Text section:
I must admit it! I am addicted to chickens...why else would I be making a third coop? There is something in the homesteading world called "Chicken Math", it is where you just want another breed because the feathers are so pretty, or they lay a pretty blue egg, or you have a broody Momma hen and you let her sit on a clutch of eggs and then...another hen goes broody and you just can't say no to them sitting on eggs of that breed you wanted and got hatching eggs for...things like that make you have to build more housing. I also am trying to breed heritage breeds of chickens and chickens that are either on the endangered list or the watch list....that and the fact that I love all the colored chicken eggs too makes it kind of rough.
I finally decided to do an inventory of my chickens by breed, I have 130! But I am pretty sure that number will fluctuate. I know we will have to process some roosters soon. I have a lot of roosters and I really just want to keep one of each breed for breeding purposes. Think of the joy you get from having a child born into the world, at this stage in my life my chickens are like my kids. Only I can incubate a chicken egg in 21 days...so I can have new babies every three weeks if I want to! Not that I would do that, but I could...hmmm, yes...I could, and I have been wanting some Welsumers.
Anyway, about the new coop...I decided to modify my grow out pen that I originally built for the ducks. It basically was four panels that had 1/2 inch screen cloth on them and I had made it so I could pull a metal rod in each corner to take it apart and move it. Well...I can't move it any more. I have put a piece of 3/4 inch plywood on half of it and built up from there. I wanted it tall enough to stand up in too, so it is 8 feet tall at the front down to seven feet tall at the back. I guess it would be considered a lean-to style, it makes it easier to build that way. I am not an expert at construction and I really just start with an idea when I start building things, and make it up as I go. I know it drives my husband crazy at times, but it is hard for me to describe how I need things to function. The actual inside section of this coop is probably only three feet deep, but it is eight feet in length, it has double doors on the front so I can open it up pretty wide to clean it, the floor of it actually sits on top of the previously made grow out pen, so it is thirty-six inches high. The whole thing is eight feet square. We put a metal roof on top of this one too, and it will have metal siding on it as soon as I get to that part.

[Dataset entries]
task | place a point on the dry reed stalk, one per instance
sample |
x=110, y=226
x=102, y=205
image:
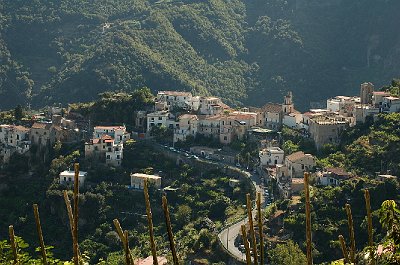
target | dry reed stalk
x=150, y=222
x=40, y=233
x=251, y=223
x=369, y=217
x=351, y=233
x=70, y=215
x=370, y=229
x=69, y=211
x=260, y=228
x=169, y=229
x=125, y=242
x=344, y=249
x=126, y=247
x=308, y=218
x=246, y=245
x=75, y=216
x=12, y=243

Problem set:
A) According to the text about the chicken coop, how tall is the new coop at the back?
B) Rewrite the dataset entries with every "dry reed stalk" changed to "withered reed stalk" and nothing else altered. Leave the pictures out of your answer.

Results for each task:
A) Seven feet.

B)
task | place a point on the withered reed stalk, one per instance
sample |
x=110, y=226
x=102, y=205
image:
target | withered reed stalk
x=150, y=222
x=40, y=233
x=251, y=223
x=369, y=217
x=351, y=233
x=70, y=215
x=370, y=229
x=69, y=211
x=260, y=228
x=169, y=229
x=125, y=242
x=344, y=249
x=126, y=247
x=308, y=218
x=246, y=245
x=75, y=216
x=12, y=243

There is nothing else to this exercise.